* **RECORDED DATA**:
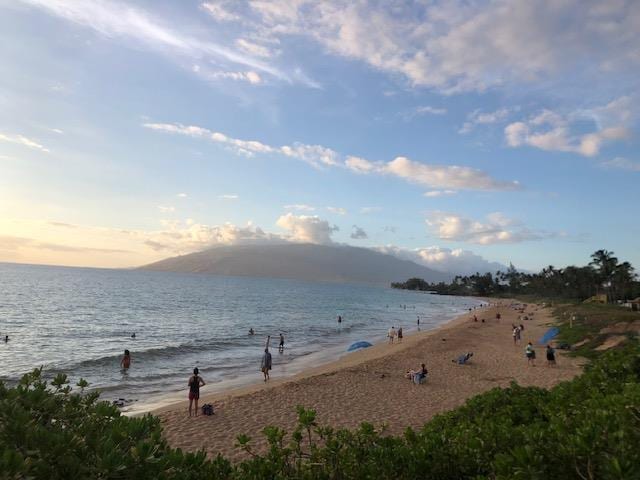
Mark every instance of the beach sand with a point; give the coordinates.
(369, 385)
==
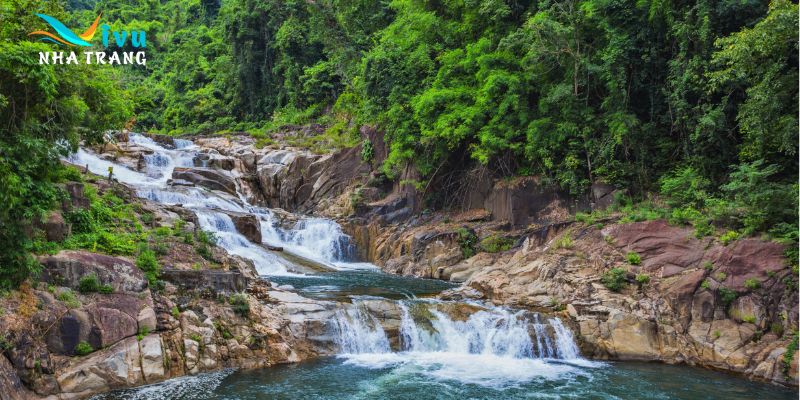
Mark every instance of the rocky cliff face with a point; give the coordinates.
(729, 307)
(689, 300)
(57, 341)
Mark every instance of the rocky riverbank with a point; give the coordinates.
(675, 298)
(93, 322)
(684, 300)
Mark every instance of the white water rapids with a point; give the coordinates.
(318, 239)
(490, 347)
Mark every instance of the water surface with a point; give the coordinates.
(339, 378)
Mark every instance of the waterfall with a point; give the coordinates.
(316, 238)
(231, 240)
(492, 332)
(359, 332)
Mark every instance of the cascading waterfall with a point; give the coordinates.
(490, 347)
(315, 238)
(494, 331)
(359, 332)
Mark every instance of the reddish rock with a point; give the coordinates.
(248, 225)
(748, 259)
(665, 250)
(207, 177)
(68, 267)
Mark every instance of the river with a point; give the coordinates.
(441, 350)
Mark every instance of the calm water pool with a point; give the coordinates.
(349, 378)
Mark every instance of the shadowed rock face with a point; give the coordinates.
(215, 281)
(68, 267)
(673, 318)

* **DESCRIPTION OF THE TASK**: State how many of the lines above contain the word "rocky". Case counts, and the reply should be the number alone.

* **EXERCISE RESPONSE**: 2